▸ **Requirement**
Count the lines below containing "wall"; state the number only.

↓

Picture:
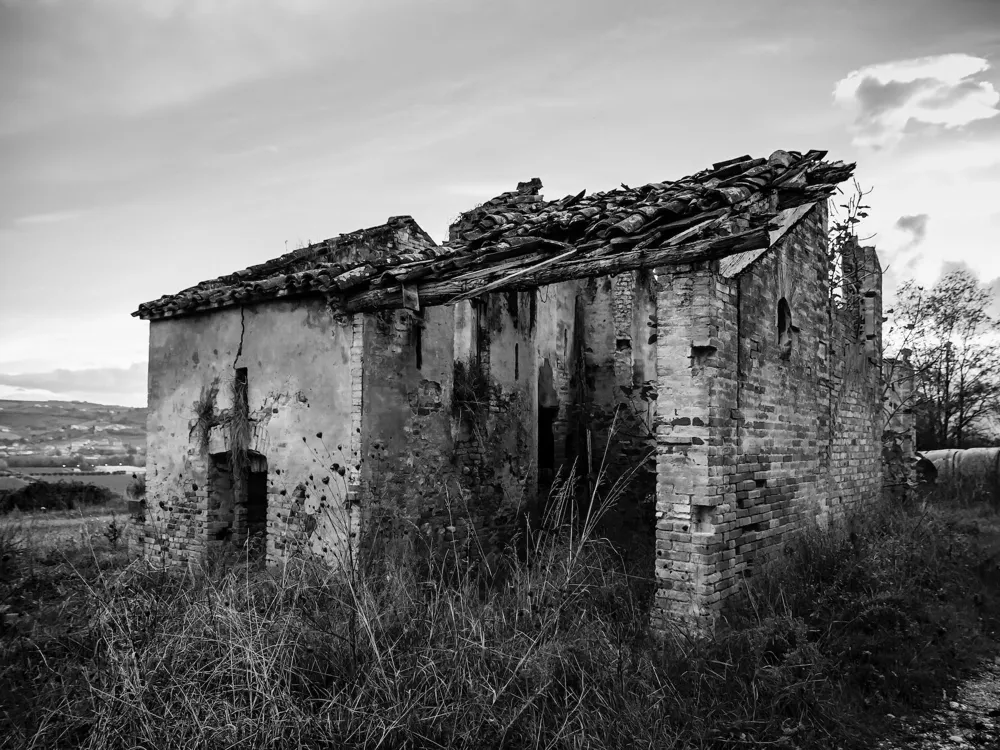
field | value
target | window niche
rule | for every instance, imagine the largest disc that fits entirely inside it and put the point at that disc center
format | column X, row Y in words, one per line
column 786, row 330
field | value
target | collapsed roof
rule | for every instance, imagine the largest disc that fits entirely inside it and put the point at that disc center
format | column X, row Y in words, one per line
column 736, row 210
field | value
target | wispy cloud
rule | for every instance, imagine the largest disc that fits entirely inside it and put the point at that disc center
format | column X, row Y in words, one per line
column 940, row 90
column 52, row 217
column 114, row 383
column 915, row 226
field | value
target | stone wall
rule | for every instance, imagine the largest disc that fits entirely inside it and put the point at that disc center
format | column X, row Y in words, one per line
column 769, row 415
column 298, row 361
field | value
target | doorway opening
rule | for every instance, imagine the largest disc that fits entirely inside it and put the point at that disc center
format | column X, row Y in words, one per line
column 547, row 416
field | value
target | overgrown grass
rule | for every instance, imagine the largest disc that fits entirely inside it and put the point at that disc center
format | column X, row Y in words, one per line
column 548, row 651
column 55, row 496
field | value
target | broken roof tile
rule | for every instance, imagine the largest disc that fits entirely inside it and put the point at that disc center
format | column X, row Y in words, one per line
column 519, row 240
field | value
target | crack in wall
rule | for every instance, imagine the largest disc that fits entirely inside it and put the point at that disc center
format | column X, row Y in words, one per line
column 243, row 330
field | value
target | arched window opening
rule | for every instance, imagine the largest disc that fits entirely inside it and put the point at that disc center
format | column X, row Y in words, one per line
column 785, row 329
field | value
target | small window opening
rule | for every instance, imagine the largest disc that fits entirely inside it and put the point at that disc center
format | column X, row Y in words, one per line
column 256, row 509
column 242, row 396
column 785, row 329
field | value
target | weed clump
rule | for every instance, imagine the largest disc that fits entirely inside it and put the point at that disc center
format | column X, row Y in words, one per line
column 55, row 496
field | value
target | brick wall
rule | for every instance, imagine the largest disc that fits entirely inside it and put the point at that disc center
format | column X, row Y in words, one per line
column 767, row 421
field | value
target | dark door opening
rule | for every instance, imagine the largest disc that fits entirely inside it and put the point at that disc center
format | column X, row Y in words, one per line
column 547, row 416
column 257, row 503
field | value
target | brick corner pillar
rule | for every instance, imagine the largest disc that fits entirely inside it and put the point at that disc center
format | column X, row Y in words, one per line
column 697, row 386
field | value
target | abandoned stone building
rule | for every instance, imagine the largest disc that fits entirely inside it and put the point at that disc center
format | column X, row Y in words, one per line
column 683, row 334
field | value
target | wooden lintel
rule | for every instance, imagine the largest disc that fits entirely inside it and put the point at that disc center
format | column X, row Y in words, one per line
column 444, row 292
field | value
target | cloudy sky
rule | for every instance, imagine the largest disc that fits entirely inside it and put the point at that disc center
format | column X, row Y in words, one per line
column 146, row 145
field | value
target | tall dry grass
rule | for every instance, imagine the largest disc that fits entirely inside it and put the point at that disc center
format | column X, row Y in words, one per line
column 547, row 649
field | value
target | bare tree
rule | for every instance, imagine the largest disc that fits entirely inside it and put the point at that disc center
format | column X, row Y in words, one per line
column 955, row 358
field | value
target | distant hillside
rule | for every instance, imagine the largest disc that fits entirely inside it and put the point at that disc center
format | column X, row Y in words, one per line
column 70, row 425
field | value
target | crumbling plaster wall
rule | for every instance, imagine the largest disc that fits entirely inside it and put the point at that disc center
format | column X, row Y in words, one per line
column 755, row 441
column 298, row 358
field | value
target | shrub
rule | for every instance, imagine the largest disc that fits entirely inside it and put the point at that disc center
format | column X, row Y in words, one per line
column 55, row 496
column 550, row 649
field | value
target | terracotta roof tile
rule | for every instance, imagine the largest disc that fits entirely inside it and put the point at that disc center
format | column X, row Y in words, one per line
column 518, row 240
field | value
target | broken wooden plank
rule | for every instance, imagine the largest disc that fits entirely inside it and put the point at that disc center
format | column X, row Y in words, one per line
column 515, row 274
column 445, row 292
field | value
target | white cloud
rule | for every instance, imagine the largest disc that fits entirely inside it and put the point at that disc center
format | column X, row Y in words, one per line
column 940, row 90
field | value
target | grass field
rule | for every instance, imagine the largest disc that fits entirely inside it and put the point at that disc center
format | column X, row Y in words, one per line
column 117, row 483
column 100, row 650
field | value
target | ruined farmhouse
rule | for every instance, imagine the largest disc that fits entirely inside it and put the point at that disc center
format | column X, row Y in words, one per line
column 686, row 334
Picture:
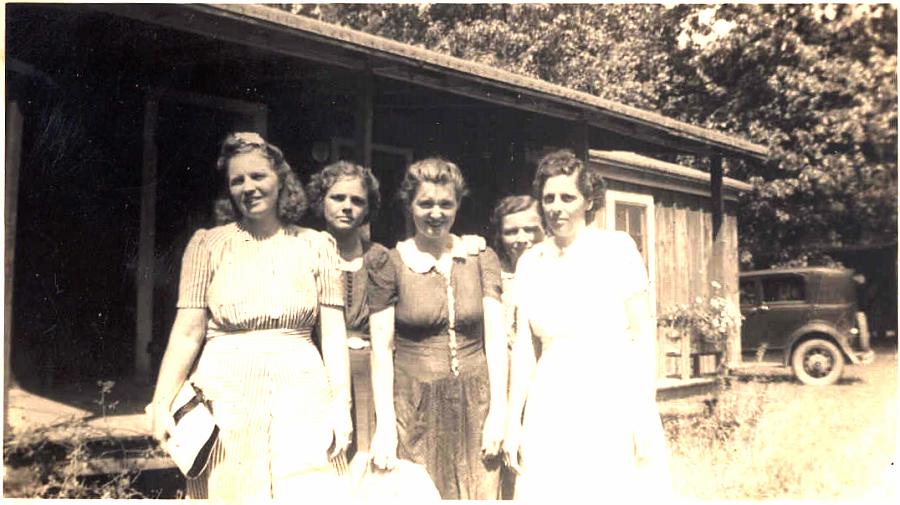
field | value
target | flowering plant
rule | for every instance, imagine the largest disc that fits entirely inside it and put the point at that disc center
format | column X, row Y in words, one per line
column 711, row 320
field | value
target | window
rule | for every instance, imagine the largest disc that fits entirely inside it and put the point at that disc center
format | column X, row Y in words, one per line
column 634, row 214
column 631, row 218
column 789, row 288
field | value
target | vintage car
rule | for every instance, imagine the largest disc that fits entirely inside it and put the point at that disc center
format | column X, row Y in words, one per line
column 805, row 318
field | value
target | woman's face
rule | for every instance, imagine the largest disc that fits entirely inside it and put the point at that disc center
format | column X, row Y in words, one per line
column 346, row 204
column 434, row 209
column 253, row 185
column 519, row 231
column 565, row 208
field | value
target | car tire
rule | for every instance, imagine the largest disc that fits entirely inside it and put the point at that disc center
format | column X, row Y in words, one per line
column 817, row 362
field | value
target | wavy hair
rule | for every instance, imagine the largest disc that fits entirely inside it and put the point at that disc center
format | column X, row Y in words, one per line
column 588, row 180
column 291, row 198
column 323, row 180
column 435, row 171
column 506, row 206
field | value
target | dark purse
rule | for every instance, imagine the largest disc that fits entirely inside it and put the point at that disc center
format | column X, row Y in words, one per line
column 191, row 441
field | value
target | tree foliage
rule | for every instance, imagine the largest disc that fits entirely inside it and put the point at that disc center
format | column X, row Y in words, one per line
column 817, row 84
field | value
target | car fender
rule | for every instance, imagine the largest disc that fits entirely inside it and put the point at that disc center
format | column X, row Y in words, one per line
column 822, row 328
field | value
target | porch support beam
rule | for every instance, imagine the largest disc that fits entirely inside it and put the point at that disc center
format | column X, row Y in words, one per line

↑

▸ **Reply to the exercise**
4